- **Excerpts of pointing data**
★ ★ ★ ★ ★

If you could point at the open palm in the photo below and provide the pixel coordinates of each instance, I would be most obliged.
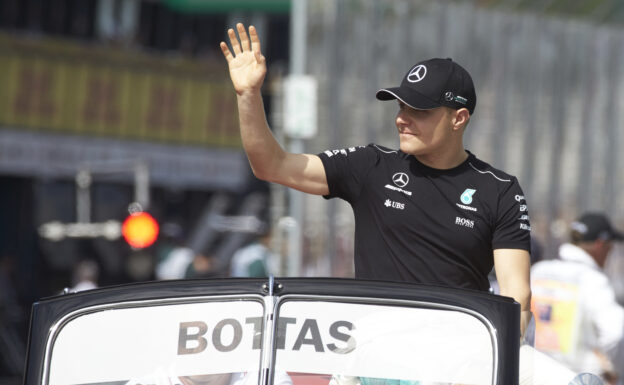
(246, 63)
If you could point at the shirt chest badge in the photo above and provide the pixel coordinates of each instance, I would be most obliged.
(400, 181)
(466, 199)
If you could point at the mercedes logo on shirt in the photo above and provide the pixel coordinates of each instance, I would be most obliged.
(400, 179)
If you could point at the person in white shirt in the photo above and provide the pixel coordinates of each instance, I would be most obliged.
(577, 318)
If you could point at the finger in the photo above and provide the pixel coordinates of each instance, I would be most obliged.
(243, 36)
(259, 57)
(255, 40)
(226, 51)
(234, 41)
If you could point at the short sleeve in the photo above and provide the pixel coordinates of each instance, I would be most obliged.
(346, 170)
(512, 228)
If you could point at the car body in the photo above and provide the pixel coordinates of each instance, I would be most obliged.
(300, 331)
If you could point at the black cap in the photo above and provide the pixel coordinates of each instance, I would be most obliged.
(593, 226)
(434, 83)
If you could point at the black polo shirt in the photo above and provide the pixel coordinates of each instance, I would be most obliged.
(419, 224)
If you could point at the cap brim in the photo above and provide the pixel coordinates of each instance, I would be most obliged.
(410, 98)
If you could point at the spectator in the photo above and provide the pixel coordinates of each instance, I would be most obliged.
(578, 320)
(255, 259)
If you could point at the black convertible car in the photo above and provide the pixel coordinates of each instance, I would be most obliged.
(286, 331)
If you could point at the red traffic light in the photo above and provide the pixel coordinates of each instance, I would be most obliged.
(140, 230)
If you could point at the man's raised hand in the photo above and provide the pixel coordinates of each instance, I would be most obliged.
(247, 65)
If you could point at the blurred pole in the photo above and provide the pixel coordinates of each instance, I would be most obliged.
(83, 195)
(334, 75)
(141, 184)
(298, 42)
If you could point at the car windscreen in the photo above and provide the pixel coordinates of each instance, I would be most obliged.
(338, 342)
(212, 342)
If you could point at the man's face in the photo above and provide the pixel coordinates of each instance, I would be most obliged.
(423, 132)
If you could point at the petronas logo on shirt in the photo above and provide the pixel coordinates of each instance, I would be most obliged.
(466, 196)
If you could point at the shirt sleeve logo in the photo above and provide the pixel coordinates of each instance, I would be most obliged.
(466, 196)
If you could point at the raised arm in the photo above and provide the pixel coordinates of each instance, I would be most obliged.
(513, 274)
(266, 156)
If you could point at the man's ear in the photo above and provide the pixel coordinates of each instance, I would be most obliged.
(461, 118)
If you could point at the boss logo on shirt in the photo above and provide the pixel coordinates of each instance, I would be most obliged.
(464, 222)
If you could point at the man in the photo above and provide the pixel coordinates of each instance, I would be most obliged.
(430, 212)
(255, 259)
(578, 320)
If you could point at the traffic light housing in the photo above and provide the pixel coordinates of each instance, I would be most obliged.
(140, 230)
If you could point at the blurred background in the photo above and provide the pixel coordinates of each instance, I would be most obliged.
(113, 109)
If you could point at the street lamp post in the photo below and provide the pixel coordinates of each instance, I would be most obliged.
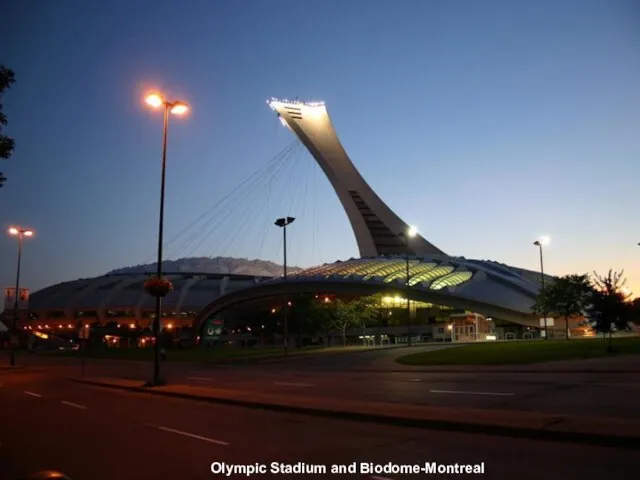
(175, 108)
(282, 223)
(20, 233)
(410, 233)
(543, 241)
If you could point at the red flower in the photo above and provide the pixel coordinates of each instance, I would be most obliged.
(158, 287)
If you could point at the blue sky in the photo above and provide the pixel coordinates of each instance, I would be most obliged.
(484, 123)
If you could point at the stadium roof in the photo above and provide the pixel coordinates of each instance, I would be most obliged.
(484, 286)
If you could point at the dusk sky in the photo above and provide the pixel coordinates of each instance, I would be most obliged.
(485, 123)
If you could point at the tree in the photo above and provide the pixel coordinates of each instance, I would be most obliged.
(352, 312)
(567, 296)
(7, 144)
(610, 308)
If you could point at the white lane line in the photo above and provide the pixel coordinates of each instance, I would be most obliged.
(190, 435)
(287, 384)
(461, 392)
(75, 405)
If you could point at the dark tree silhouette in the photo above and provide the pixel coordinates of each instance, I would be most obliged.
(610, 308)
(566, 296)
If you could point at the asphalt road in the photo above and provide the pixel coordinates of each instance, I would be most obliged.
(601, 394)
(100, 434)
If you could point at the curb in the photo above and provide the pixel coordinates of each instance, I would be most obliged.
(300, 356)
(599, 439)
(492, 370)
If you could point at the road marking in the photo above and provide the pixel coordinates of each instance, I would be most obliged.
(64, 402)
(461, 392)
(190, 435)
(287, 384)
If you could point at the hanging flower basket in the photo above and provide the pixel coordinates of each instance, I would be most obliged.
(158, 287)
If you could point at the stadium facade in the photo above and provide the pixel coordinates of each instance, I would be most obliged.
(475, 286)
(478, 287)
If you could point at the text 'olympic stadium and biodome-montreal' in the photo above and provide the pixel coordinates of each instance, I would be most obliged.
(452, 298)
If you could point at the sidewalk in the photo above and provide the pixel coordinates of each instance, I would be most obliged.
(542, 426)
(618, 364)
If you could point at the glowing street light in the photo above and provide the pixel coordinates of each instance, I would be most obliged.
(156, 101)
(283, 223)
(19, 232)
(410, 233)
(543, 241)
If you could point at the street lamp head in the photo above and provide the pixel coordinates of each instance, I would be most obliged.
(283, 222)
(179, 108)
(22, 232)
(154, 100)
(542, 241)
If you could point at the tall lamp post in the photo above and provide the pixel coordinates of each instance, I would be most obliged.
(543, 242)
(176, 108)
(411, 232)
(20, 233)
(282, 223)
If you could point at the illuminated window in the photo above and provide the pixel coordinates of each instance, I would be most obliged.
(431, 274)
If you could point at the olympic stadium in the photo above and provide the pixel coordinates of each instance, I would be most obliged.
(476, 298)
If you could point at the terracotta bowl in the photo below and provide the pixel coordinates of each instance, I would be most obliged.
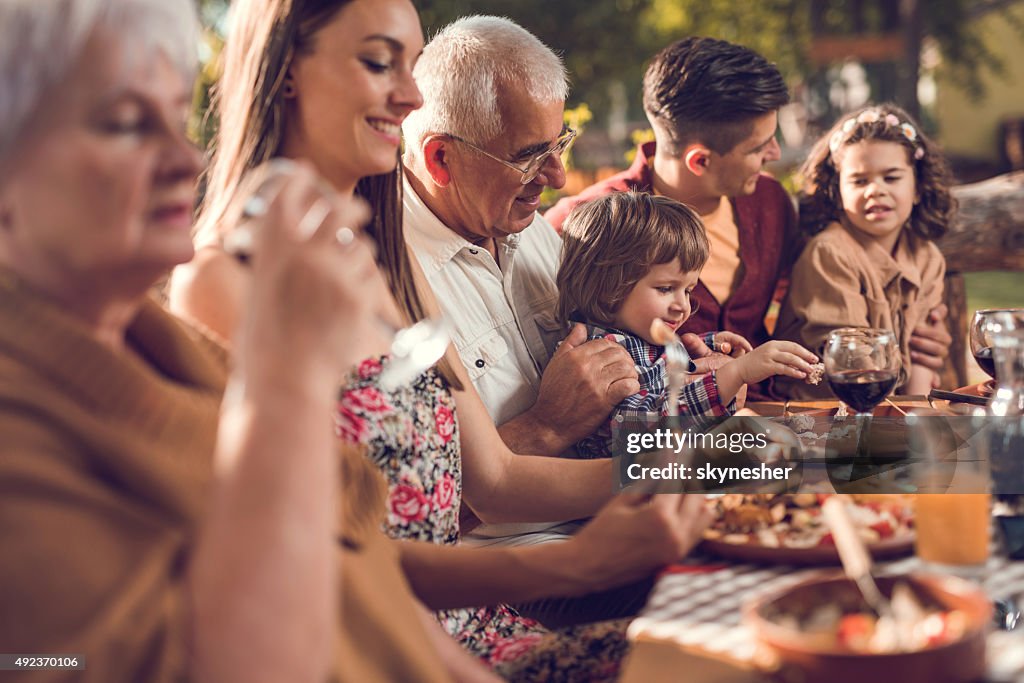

★ ★ ★ ★ ★

- **WRITTEN REQUEST**
Find the line containing "If you could point at the illuminated" in the listing above. Restate it and every line after it, word for word, through the final line, leaving out the pictures.

- **OUTPUT FOR THIS TASK**
If you could point at the illuminated window in the photo above and provide the pixel coordinates of each instance, I would be most obliged.
(431, 274)
If you could point at the olympic stadium in the photo above and provide the pixel coordinates of each instance, I would be most obliged.
(476, 298)
If you could point at the terracotta bowl in the photo below and provide the pixel coordinates of each instance, I would be most obliged.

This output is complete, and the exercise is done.